Source document.
>> Start
I don't remember how I responded. I know that I stayed surprisingly calm, for me. I heard the urgency in his voice and tried to be supportive, as I would often fail to be in the many conversations that would follow.
"I just want to talk," he assured me. "I'm not going to do anything." By which he meant, it went without saying, anything to his appearance. I was stunned. Our marriage, our family and everything that up until that moment had constituted our story was over. That much I understood at once.
Tom and I met and fell in love at college. After graduation we had various jobs. I wrote, we travelled. We got married, had a child, then a second and a third. The Tom I knew was sharp, funny and irreverent. He didn't come across as feminine. His signals were heterosexual and male. He initiated our intimate relationship and responded to me in the ways I expected. I can still see his look of stark sexual appreciation when he spotted me walking towards him on a date. When he told me once, early on in our relationship, that he hated himself and had sometimes wished he was a girl, I assumed it was psychological – a rejection of self. Tom had a difficult upbringing, so for me it was a given that what he meant was that at his lowest moments he had wished to be something he knew he was not.
>> End
Dataset records on where objects are located:
>> Start
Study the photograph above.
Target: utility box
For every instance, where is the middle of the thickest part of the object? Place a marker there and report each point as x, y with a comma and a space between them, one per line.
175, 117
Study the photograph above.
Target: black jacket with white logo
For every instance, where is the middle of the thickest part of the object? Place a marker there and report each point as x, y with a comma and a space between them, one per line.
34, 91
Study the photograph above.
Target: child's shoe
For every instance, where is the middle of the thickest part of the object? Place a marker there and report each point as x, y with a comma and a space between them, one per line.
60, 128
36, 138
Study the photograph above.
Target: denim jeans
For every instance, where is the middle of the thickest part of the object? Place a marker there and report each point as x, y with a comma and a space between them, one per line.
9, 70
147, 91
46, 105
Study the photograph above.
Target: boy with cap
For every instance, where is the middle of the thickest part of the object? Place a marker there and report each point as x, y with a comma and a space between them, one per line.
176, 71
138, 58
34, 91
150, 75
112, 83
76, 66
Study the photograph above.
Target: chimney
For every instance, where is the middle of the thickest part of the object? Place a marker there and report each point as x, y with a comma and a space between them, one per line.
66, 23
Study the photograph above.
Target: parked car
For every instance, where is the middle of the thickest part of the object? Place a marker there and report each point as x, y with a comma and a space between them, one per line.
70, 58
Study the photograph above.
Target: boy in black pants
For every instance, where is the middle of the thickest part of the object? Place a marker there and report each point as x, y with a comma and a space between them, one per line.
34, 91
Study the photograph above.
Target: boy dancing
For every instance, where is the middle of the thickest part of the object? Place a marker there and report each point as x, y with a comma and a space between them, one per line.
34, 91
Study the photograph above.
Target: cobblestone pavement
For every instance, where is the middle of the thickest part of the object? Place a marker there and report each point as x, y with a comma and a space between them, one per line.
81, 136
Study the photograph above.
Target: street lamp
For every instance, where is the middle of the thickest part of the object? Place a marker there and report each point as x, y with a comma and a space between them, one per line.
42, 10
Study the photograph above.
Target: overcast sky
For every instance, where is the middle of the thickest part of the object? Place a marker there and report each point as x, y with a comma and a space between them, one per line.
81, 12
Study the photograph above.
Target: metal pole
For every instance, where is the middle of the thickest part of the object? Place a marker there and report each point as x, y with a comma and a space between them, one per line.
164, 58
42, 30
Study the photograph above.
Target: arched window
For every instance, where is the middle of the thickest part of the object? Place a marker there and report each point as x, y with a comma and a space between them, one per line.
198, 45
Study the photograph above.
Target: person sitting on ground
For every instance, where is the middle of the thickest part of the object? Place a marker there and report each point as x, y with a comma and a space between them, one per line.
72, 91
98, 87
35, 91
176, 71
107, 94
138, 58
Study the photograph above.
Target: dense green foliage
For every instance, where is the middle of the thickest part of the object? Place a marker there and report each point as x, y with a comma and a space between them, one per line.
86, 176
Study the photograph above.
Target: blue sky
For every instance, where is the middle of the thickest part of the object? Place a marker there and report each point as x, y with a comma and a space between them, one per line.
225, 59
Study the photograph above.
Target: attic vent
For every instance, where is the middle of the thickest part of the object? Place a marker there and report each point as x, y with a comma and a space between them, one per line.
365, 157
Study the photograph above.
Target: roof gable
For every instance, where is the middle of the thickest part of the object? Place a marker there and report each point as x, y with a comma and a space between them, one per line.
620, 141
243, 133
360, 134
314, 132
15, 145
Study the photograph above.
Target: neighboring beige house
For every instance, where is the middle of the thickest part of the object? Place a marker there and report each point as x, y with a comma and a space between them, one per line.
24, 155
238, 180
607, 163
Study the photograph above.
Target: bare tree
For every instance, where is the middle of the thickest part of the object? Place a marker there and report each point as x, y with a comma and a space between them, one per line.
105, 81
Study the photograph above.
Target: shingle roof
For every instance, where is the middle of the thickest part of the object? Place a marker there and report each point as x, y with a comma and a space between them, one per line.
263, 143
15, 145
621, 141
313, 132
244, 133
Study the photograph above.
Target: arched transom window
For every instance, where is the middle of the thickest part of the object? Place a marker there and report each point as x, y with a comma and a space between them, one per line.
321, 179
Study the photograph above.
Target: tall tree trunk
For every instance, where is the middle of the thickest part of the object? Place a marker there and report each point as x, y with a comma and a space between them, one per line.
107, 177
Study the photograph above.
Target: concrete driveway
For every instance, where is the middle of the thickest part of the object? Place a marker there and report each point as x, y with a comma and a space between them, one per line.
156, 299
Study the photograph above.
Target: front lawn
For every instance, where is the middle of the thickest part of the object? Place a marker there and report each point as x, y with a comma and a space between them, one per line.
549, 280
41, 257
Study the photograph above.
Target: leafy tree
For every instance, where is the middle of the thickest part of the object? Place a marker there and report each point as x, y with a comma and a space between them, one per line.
>> End
What is asked.
- a) List every line of the records that contains the word "black". Letter case counts when matching.
- b) Extend the memoir passage about Tom, picking up right after its last sentence.
The records are unrelated to the memoir passage about Tom.

Written responses.
- a)
Target: black jacket with white logo
Target: boy in black pants

- b)
Tom told me a few years later, early in our marriage, that he was struggling with these feelings again. I still thought he was investing gender with a power to resolve his childhood problems. But this time it hit me that he had at least contemplated cross-dressing. This understanding was so disturbing, it literally made me nauseous and dizzy. For me, there was no wiggle room: I couldn't engage in an intimate relationship with a man who dressed in women's clothes. Not even occasionally. Not even in secret.
Given the strength of my reaction, it may sound strange that I thought I could continue in the relationship – in hindsight, it does to me – but Tom had put aside these feelings. That's what I believed. I didn't think he had suppressed them; I thought he had let them go.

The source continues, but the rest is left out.